▸ **Task requirements**: Copy exactly, and only, the lines from the line containing "target: male police officer" through the last line of the records below, both included.
— start of Dataset rows —
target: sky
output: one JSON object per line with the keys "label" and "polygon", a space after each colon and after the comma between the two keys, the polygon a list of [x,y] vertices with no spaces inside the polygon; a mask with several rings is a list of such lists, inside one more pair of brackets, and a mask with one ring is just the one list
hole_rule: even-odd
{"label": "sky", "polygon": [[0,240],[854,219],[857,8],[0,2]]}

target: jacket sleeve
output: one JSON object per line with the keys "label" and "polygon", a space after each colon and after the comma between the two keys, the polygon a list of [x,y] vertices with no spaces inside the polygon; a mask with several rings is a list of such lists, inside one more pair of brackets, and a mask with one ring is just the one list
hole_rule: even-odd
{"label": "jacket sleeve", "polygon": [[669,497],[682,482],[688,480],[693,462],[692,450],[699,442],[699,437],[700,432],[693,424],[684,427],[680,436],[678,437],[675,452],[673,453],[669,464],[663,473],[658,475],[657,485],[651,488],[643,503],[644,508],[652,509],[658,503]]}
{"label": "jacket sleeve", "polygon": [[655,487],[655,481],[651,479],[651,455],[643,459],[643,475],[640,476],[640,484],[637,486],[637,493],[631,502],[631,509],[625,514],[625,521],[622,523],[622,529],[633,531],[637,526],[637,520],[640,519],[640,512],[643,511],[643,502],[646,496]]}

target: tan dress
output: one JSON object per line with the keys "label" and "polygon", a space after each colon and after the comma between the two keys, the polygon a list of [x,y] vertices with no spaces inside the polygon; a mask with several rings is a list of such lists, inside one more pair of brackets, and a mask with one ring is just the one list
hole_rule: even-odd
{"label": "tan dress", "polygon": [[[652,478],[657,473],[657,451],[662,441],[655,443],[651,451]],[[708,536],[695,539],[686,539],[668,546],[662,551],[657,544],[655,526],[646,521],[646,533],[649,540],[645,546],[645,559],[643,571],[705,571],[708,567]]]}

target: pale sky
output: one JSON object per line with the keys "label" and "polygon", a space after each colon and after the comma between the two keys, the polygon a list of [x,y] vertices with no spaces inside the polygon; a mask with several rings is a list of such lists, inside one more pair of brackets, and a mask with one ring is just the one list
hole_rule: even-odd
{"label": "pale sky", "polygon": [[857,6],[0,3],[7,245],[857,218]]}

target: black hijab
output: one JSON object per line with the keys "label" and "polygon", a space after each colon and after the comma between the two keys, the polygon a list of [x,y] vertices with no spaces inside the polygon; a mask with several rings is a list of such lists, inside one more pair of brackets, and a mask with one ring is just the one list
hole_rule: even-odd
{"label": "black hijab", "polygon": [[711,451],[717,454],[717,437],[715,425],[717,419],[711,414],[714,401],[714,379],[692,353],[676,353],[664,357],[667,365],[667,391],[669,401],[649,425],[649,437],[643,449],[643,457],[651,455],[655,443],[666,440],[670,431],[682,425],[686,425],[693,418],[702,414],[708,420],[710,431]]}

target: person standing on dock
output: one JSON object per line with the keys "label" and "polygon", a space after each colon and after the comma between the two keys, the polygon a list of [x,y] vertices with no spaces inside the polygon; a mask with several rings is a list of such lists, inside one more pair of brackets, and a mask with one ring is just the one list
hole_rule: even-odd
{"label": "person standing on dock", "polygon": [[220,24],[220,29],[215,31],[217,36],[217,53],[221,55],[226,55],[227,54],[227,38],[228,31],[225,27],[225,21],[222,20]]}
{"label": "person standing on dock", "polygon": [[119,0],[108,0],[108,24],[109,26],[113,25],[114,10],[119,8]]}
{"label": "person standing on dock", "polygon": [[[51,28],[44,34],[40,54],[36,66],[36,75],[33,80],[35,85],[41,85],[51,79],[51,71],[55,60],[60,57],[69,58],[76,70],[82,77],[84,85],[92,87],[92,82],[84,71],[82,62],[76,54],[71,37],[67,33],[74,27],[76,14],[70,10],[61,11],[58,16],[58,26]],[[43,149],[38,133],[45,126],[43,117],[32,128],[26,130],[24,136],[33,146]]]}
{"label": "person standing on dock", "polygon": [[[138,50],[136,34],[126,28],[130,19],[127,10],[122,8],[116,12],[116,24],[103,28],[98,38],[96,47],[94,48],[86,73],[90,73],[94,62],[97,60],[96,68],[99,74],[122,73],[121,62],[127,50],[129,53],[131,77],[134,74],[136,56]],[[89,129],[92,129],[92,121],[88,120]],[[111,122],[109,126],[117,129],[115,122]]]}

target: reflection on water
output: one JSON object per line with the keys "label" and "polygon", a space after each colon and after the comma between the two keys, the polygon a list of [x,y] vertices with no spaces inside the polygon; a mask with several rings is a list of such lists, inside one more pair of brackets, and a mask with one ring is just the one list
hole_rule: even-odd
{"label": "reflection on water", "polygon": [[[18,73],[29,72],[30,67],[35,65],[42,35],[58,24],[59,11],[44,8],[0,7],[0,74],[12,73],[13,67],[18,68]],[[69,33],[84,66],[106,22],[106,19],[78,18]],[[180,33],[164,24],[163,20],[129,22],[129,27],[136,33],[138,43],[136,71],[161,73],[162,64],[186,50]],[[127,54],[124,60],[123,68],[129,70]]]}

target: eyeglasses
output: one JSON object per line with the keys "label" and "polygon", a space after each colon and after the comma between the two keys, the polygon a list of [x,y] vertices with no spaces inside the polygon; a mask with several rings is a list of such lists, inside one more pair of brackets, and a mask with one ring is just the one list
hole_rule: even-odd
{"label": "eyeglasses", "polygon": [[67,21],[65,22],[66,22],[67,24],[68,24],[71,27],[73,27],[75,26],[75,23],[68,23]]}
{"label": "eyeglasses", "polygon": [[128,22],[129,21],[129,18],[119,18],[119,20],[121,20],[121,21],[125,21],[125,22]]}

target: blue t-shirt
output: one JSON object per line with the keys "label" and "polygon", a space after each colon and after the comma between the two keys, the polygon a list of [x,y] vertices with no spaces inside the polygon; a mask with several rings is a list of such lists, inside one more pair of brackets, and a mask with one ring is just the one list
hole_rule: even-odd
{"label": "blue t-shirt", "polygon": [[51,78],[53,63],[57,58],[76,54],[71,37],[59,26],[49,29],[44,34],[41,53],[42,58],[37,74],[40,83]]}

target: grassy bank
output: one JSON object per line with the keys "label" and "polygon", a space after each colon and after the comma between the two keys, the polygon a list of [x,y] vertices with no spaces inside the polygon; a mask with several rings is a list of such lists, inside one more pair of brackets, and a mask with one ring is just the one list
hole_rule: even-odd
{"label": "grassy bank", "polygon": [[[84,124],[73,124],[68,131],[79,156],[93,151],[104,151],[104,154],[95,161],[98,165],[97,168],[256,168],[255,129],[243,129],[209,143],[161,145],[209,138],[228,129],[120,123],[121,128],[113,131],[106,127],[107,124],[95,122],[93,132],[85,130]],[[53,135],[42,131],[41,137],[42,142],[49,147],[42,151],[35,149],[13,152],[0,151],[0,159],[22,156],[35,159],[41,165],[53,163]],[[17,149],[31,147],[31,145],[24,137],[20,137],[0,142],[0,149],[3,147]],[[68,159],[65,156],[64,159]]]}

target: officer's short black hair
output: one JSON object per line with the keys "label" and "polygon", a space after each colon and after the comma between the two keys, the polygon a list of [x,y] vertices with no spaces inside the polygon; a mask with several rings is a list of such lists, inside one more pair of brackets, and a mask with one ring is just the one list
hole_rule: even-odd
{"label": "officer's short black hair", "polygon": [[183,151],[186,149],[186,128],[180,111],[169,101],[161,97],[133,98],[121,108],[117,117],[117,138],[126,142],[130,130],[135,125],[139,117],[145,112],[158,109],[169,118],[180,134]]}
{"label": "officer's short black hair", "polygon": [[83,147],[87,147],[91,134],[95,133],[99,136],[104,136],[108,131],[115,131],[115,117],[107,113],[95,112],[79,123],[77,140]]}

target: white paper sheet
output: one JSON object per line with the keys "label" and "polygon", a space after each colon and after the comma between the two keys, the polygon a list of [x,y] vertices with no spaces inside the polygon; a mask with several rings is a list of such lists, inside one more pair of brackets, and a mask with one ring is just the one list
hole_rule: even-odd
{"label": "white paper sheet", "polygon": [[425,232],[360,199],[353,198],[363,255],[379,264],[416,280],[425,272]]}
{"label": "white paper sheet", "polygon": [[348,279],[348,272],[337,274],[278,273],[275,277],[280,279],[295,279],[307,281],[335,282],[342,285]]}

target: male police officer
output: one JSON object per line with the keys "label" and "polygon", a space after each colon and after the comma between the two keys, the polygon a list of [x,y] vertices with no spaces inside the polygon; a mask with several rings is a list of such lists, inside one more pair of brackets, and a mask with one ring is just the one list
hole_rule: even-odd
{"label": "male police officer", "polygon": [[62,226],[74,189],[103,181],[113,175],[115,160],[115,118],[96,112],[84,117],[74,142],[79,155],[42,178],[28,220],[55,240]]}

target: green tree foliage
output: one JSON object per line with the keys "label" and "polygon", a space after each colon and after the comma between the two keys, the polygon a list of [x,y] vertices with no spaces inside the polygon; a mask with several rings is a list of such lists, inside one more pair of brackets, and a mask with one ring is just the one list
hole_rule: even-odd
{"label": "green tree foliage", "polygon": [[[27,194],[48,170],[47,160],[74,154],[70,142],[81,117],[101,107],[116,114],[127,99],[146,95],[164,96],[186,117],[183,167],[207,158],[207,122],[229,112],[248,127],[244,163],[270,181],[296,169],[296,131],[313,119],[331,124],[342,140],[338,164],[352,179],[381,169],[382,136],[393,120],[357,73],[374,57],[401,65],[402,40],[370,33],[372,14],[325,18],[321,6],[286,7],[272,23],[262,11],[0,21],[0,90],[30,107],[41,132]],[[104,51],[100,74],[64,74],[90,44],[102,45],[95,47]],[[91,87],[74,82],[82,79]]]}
— end of Dataset rows —
▸ **Completed task**:
target: male police officer
output: one JSON object per line with the keys "label" and "polygon", a space after each colon and after the comma between the two keys, the polygon a list of [x,y] vertices with no spaces inside the polygon; a mask with several rings is a list of such lists, inside one more pair of brackets, and a mask with one ring is just the one list
hole_rule: even-odd
{"label": "male police officer", "polygon": [[62,226],[74,189],[103,181],[113,175],[115,160],[115,118],[96,112],[84,117],[74,142],[79,155],[42,178],[28,220],[55,240]]}

target: green tree foliage
output: one JSON object per line with the keys "label" and "polygon", a space after each colon and after the comma between the two keys, the polygon a list of [x,y] vertices with no spaces inside the polygon; a mask with several rings is a list of such lists, inside one more pair of brackets, and a mask with one ring is just the one list
hole_rule: even-odd
{"label": "green tree foliage", "polygon": [[[27,194],[48,170],[47,160],[74,154],[70,142],[81,117],[101,107],[116,114],[127,99],[146,95],[164,96],[186,117],[183,167],[207,158],[207,122],[229,112],[248,127],[244,163],[270,181],[296,169],[296,131],[313,119],[331,124],[342,140],[338,164],[352,179],[381,169],[382,136],[393,120],[357,73],[374,57],[401,65],[402,40],[370,33],[372,14],[325,18],[321,6],[286,7],[272,23],[262,11],[0,21],[0,90],[30,107],[41,132]],[[104,51],[100,74],[64,74],[90,44],[102,45],[95,47]],[[91,87],[74,82],[82,79]]]}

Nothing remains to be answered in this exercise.